(Stored entries)
*** Begin section ***

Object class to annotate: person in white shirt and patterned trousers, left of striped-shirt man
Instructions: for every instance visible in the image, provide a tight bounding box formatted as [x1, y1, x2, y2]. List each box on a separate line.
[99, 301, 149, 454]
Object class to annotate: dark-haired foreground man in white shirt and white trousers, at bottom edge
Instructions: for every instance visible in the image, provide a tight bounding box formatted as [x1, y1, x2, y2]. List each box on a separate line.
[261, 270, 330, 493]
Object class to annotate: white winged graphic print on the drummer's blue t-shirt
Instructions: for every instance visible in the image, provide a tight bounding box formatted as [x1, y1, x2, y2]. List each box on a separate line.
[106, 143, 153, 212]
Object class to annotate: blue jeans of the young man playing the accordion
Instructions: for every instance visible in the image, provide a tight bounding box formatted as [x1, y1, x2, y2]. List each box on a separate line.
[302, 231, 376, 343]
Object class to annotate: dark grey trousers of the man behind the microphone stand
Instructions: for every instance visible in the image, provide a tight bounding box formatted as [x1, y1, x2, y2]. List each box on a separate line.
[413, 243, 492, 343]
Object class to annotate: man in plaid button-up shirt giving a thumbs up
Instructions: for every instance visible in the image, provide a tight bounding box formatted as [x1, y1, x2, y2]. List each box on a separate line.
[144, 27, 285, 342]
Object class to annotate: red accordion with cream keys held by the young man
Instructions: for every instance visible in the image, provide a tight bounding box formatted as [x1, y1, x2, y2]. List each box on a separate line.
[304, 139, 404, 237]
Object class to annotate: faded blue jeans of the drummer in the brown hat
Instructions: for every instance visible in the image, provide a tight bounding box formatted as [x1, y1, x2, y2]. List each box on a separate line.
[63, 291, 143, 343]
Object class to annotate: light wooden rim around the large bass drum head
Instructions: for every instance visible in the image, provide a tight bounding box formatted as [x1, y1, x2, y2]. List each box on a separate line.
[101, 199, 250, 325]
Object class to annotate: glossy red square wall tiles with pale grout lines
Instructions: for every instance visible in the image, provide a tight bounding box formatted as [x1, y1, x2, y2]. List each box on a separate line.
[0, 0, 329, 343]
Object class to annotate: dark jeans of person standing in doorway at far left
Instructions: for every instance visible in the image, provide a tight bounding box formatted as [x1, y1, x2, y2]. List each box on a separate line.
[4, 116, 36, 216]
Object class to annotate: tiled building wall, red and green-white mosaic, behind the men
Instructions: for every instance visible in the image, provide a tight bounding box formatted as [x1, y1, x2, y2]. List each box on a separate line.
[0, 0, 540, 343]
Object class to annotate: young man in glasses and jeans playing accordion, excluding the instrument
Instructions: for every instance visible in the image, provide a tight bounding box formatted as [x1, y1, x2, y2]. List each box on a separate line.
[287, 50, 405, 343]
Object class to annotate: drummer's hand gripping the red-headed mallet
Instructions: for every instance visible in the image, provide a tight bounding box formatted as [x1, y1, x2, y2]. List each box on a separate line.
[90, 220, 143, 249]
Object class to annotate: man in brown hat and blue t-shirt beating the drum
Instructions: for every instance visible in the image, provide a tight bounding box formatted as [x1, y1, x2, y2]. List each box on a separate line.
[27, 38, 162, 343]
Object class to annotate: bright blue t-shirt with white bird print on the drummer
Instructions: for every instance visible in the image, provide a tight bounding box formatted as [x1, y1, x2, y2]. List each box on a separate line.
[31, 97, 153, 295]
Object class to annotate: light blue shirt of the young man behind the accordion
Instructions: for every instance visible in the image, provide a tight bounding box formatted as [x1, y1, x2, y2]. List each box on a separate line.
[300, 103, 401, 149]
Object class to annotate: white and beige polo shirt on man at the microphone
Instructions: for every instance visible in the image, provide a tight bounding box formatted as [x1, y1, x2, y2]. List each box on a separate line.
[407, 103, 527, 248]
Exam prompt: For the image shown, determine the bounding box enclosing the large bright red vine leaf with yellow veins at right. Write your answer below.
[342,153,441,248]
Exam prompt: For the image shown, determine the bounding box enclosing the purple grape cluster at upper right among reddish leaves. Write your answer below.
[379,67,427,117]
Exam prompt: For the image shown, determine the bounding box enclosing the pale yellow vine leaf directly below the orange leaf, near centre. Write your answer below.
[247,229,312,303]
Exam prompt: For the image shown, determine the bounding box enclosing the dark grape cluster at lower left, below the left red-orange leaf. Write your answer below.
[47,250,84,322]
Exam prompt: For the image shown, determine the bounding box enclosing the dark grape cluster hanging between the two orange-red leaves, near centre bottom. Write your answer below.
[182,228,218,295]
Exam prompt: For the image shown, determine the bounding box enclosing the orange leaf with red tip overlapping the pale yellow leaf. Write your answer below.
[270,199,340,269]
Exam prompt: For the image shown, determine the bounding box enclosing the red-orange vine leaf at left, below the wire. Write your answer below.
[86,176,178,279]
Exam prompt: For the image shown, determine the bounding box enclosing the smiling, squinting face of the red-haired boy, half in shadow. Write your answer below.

*** End section ***

◆ Problem to work on ◆
Copy each line above where "trousers" appears.

◆ Response area ◆
Object class to annotate: person in white shirt and patterned trousers, left of striped-shirt man
Object class to annotate: dark-haired foreground man in white shirt and white trousers, at bottom edge
Object class to annotate: dark grey trousers of the man behind the microphone stand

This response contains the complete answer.